Select and copy out every line in the records containing "positive".

LISTED RECORDS:
- - - - -

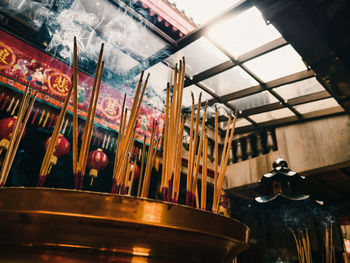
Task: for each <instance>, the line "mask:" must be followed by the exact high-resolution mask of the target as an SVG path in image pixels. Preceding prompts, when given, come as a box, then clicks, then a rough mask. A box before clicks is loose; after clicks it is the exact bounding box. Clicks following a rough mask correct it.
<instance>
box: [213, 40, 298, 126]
mask: <svg viewBox="0 0 350 263" xmlns="http://www.w3.org/2000/svg"><path fill="white" fill-rule="evenodd" d="M209 40H210V41H211V42H212V44H213V45H215V46H216V47H217V48H218V49H219V50H220V51H221V52H223V53H224V54H225V55H226V56H227V57H229V58H230V59H231V60H232V62H233V63H234V64H237V65H239V67H241V68H242V69H243V70H244V71H245V72H246V73H248V75H250V76H251V77H252V78H253V79H255V81H257V82H258V83H259V85H260V86H261V87H262V88H263V89H264V90H267V91H269V92H270V93H271V94H272V96H274V97H275V98H276V99H278V100H279V101H280V102H281V103H282V104H283V105H284V106H285V107H287V108H288V109H290V110H291V111H292V112H293V113H294V114H295V115H296V116H297V117H298V118H299V119H302V118H303V116H302V115H301V114H300V113H299V112H298V111H297V110H295V109H294V108H293V107H292V106H290V105H289V104H288V103H286V102H285V101H284V99H283V98H282V97H281V96H280V95H278V94H277V93H276V92H275V91H274V90H270V89H268V88H267V87H266V84H265V83H264V82H263V81H262V80H261V79H260V78H259V77H258V76H257V75H255V74H254V73H253V72H251V71H250V70H249V69H248V68H247V67H246V66H244V65H243V64H239V62H238V61H237V60H236V59H235V58H234V57H233V56H232V55H231V54H230V53H229V52H228V51H227V50H226V49H225V48H223V47H221V46H220V45H219V44H217V43H216V42H215V41H213V40H212V39H210V38H209Z"/></svg>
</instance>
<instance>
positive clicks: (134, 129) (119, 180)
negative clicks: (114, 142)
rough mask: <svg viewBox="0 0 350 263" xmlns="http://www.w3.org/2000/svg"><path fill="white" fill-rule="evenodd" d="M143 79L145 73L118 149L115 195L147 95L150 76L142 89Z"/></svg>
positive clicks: (116, 165) (116, 166)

- - - - -

SOLUTION TO THIS TASK:
positive clicks: (134, 129) (119, 180)
positive clicks: (116, 165) (116, 166)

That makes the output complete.